**Action item**
Records follow. Pull out every line that contains "rose".

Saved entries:
—————

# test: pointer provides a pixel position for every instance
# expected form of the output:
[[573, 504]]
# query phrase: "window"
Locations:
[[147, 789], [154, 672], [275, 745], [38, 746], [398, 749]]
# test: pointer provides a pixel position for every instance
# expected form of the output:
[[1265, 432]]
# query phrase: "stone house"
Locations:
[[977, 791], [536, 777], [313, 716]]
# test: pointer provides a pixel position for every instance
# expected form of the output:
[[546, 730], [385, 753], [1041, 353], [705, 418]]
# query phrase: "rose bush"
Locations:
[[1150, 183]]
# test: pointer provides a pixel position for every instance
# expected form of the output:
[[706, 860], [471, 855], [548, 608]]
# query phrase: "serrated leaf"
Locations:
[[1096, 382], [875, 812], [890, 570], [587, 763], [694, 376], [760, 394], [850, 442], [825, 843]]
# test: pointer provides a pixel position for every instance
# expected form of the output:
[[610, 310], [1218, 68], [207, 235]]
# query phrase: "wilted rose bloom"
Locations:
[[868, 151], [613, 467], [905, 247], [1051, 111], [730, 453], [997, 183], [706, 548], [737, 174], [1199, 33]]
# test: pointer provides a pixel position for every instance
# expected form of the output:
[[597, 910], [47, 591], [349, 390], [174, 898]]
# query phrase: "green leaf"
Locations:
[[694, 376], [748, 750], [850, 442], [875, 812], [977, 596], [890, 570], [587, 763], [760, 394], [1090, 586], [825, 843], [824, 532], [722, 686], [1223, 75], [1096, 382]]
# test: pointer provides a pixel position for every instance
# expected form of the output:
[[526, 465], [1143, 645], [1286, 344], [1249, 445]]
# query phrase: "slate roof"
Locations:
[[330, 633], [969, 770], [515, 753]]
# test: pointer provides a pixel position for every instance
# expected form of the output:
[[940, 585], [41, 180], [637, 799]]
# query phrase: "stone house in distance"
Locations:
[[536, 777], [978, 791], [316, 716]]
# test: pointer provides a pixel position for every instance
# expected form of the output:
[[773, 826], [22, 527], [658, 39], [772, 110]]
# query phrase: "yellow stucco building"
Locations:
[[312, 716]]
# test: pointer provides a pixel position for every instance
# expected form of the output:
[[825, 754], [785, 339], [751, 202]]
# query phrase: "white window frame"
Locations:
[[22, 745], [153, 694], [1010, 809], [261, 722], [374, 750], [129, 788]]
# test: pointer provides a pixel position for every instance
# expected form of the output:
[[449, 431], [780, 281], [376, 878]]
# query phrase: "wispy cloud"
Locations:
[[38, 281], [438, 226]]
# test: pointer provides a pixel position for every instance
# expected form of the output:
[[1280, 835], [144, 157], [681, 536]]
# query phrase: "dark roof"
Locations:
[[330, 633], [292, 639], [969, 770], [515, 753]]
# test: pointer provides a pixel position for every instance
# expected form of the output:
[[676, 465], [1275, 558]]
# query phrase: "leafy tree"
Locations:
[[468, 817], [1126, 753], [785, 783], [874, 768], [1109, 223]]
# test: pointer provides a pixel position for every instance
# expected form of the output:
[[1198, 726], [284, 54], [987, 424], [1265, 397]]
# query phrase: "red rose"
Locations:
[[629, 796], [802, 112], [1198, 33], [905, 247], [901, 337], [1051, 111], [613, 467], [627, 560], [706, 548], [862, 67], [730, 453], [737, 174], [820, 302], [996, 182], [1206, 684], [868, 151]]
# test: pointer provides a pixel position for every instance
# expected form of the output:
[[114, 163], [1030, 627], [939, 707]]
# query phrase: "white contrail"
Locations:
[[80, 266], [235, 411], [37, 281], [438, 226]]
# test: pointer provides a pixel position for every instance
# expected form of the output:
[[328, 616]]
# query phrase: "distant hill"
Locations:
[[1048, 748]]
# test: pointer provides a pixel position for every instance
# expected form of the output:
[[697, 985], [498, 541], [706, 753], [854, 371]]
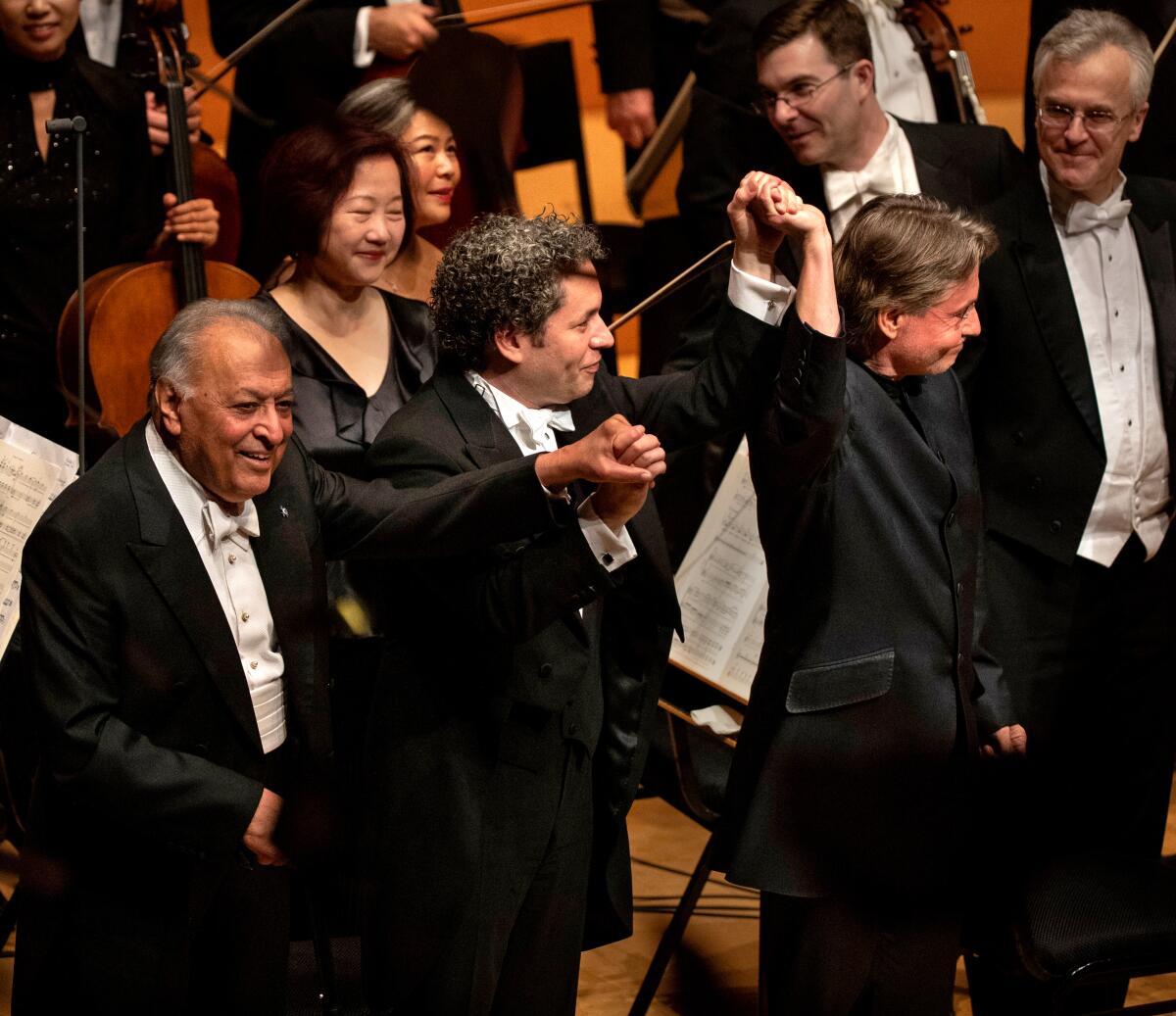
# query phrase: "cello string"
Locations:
[[506, 12]]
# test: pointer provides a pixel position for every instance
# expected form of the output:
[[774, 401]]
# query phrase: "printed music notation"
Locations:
[[33, 471], [722, 586]]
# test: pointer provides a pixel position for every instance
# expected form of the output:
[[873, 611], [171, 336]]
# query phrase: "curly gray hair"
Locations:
[[505, 270]]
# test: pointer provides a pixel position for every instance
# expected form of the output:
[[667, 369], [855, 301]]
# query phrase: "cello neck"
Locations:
[[191, 279]]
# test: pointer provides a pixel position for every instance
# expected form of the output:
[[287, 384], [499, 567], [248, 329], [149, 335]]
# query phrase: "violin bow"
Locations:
[[704, 264], [1163, 42], [476, 19]]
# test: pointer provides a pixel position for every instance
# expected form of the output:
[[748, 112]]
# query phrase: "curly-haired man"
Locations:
[[506, 739]]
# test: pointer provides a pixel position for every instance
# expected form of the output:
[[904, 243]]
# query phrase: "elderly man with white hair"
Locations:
[[1071, 398]]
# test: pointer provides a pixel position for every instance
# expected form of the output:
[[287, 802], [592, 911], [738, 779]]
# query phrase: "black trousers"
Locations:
[[834, 957], [201, 938], [514, 949], [1088, 653]]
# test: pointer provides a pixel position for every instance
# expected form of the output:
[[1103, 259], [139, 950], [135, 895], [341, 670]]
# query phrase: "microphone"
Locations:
[[66, 124]]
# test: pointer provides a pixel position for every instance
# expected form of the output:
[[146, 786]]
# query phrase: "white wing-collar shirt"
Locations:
[[1102, 262], [222, 542]]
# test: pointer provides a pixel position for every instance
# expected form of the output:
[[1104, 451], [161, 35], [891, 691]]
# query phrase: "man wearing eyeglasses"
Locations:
[[816, 88], [1071, 395]]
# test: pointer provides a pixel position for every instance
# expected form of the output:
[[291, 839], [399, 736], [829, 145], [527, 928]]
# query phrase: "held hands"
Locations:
[[612, 453], [157, 121], [259, 836], [762, 212], [195, 221], [616, 504], [1005, 742], [630, 115], [401, 29]]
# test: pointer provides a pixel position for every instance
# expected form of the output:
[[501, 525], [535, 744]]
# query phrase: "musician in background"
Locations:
[[1155, 152], [40, 79], [646, 48], [304, 70], [111, 32], [840, 148], [1073, 406], [388, 106]]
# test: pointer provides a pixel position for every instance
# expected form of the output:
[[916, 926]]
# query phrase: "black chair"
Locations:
[[688, 767], [1094, 918]]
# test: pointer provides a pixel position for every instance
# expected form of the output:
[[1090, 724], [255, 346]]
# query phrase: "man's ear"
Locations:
[[510, 344], [1140, 116], [888, 321], [168, 406], [862, 74]]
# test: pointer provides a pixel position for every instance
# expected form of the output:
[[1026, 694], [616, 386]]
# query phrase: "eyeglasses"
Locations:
[[795, 97], [1097, 121], [957, 317]]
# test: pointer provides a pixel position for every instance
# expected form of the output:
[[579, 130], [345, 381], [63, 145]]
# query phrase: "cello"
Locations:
[[129, 306]]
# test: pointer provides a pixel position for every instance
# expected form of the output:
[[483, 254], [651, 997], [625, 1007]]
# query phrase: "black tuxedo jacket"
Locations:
[[1038, 433], [851, 765], [151, 753], [488, 659]]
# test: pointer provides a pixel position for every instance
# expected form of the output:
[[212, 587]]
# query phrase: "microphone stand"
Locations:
[[76, 126]]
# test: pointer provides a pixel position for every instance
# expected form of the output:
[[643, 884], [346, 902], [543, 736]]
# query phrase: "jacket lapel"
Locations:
[[172, 562], [487, 441], [932, 160], [1047, 283], [1152, 236], [283, 559]]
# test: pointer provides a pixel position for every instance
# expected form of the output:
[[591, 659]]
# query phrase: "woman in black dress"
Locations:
[[124, 218], [333, 201]]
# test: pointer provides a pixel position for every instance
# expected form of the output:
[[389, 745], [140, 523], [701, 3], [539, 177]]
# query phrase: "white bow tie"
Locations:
[[842, 186], [220, 526], [1085, 217], [534, 422]]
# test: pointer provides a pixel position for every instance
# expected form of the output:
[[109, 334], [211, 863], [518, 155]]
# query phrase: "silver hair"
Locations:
[[383, 105], [177, 353], [1085, 32], [505, 270]]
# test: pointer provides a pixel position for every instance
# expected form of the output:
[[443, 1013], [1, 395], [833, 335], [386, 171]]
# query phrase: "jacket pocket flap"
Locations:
[[841, 682]]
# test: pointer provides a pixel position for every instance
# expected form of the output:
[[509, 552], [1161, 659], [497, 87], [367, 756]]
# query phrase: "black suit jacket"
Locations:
[[848, 774], [1039, 438], [151, 753], [488, 661]]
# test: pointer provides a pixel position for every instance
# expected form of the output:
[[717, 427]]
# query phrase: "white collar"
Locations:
[[189, 497]]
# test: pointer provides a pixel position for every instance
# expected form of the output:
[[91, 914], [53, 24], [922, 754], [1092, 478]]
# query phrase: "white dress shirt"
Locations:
[[891, 170], [900, 75], [1111, 294], [534, 430], [101, 24], [222, 542], [362, 54]]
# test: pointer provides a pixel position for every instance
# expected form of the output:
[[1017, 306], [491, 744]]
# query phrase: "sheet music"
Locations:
[[33, 470], [722, 587]]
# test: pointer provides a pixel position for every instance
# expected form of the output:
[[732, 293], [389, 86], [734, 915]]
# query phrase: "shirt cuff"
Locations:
[[611, 547], [762, 299], [362, 56]]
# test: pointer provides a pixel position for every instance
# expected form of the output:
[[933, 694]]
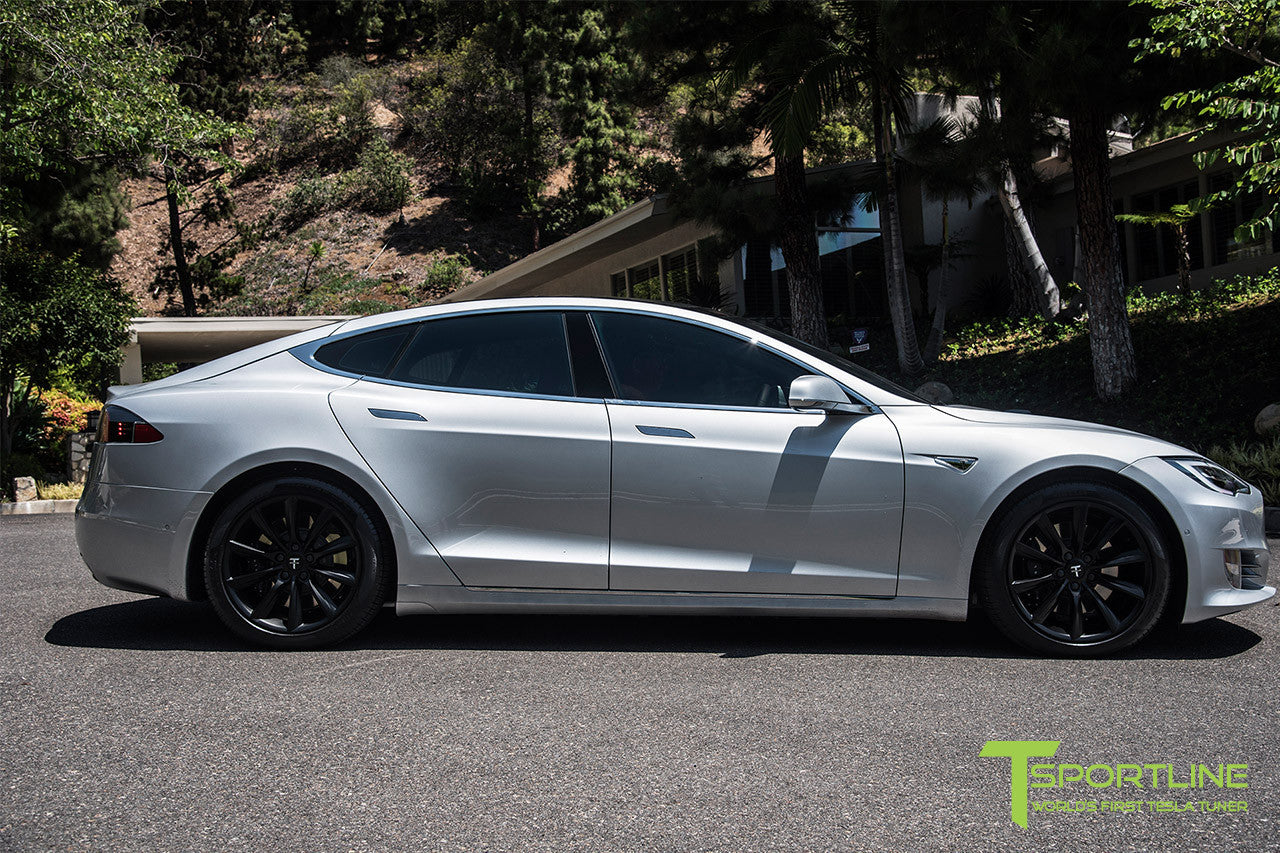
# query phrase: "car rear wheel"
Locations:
[[1075, 569], [296, 564]]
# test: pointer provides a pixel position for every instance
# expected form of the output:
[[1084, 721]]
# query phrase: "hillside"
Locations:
[[368, 261]]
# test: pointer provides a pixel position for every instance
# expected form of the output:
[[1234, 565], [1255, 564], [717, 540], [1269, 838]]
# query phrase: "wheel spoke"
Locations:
[[1027, 584], [273, 537], [291, 518], [251, 578], [1032, 552], [1109, 529], [1077, 615], [323, 600], [343, 578], [316, 527], [1079, 519], [1107, 614], [268, 601], [1047, 605], [337, 546], [1123, 559], [1123, 587], [246, 548], [295, 619], [1050, 536]]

—————

**Answer for this exercise**
# query phrase: "rose bush"
# query phrase: "wilted rose bloom"
# query phrase: "red rose"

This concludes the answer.